We recently spent a day in "iPhone City," talking to factory workers, restaurant owners, and the many others whose lives rely on Foxconn. Here's what it was like.

We got to the Foxconn Zhengzhou Science Park around 1 p.m., just after workers' lunch break. While a few workers milled around the gates, it was a ghost town. An eerie vibe for a factory that employs 350,000 of Foxconn's 1.3 million employees.

With 1.3 million employees in mainland China, Foxconn is by far China's largest private employer.

Since the company began producing the iPhone for Apple in 2007, the company has faced accusations of labor abuses, poor working conditions, and harsh penalties for workers who make mistakes.

The company suffered a wave of suicides in 2010 and 2011, which prompted Apple and Foxconn to make changes at the factories.

Another worker committed suicide in January at the Zhengzhou factory. Because of the suicide, and reports that the factory had more aggressive security than some military compounds, I assumed we wouldn't be able to get in. To my surprise, we walked right past security into the campus.

Source: The Telegraph, The Guardian

Sprawling over 2.2 miles and dozens of buildings, it looks like any business park. Trees are everywhere, police and security guards stand on every street corner, and workers on break camp out in the shade. A decade ago, this area was barren dirt and fields of corn and wheat. In 2010, the government bought out local farmers and had the factory up and running within the year.

The complex was built in 2010 with $600 million in assistance from the provincial government. It was built almost exclusively to serve Apple's iPhone production needs.

Even now, the government provides Foxconn with tons of support, tax incentives, and subsidies to keep production in Zhengzhou. The local government paved new roads to the factory, built power plants, helps covers energy and transportation costs, and pays bonuses to the factory for meeting export targets.

During the first two years of production, those bonuses totaled $56 million, the New York Times reported in 2016.

The government even helps recruit, train, and house workers for the factory during peak iPhone production periods. During the peak summer months, a speaker can be heard near the entrance calling, "We're recruiting the cream of society. Your personality must be optimistic, your work diligent."

Meeting Foxconn's never-ending need for workers requires considerable effort from the government. The province enforces quotas to local villages and cities for the number of workers they must provide to the factory.

In 2016, state-owned coal companies lent workers to the factory. And last year, the Financial Times reported that trade schools were requiring students as young as 16 to work at the factory to gain "work experience" to graduate. In the run-up to the launch of the iPhone X, many students were found to be working overtime, which is illegal under Chinese law.

..........

DIRECTIVE 1:
In the Foxconn passage, how much assistance did the provincial government provide to build the Zhengzhou complex in 2010?
DIRECTIVE 2:
Please copy the Foxconn passage word for word between "We recently spent" and "it was like.", inclusive.

..........

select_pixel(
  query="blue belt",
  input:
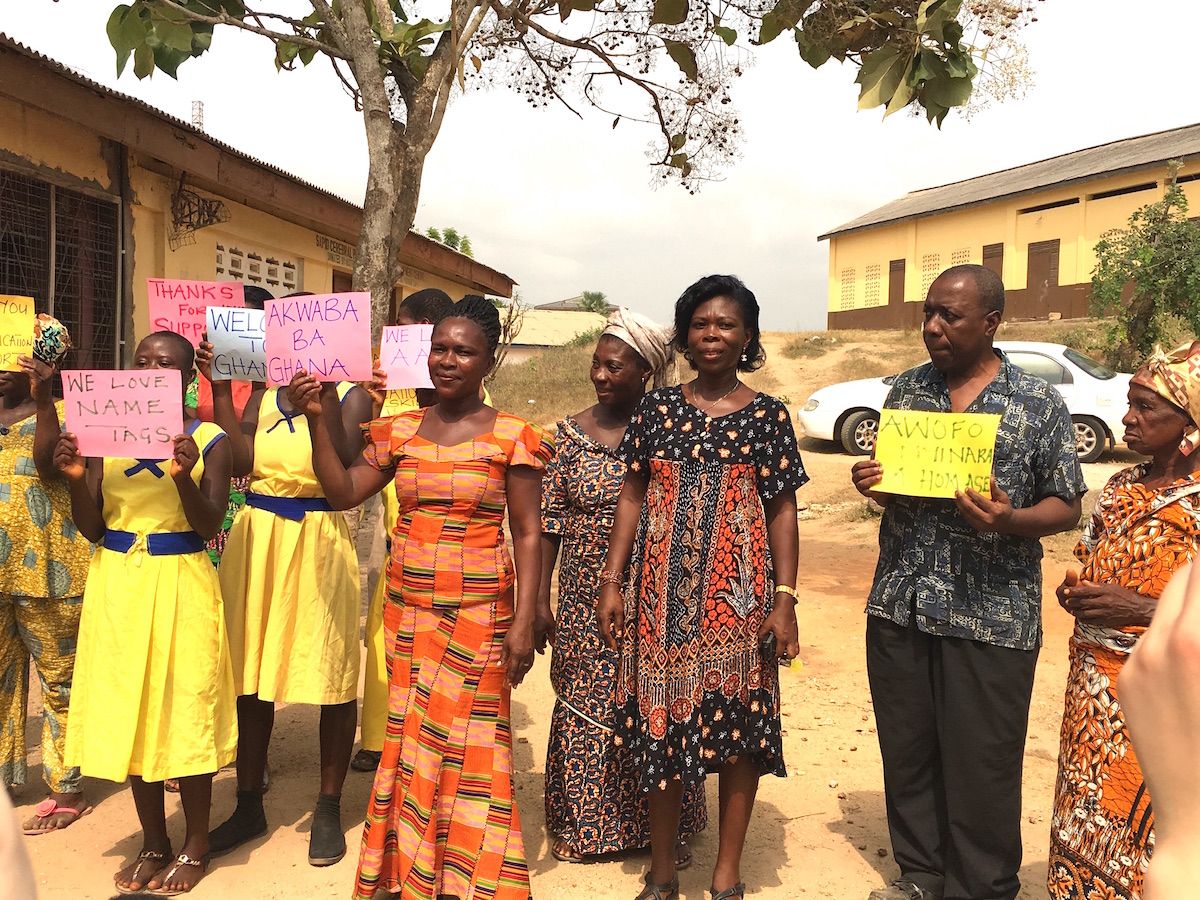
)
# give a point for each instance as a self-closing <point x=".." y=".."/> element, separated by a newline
<point x="288" y="507"/>
<point x="159" y="544"/>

..........

WORKED SOLUTION 1:
$600 million

WORKED SOLUTION 2:
We recently spent a day in "iPhone City," talking to factory workers, restaurant owners, and the many others whose lives rely on Foxconn. Here's what it was like.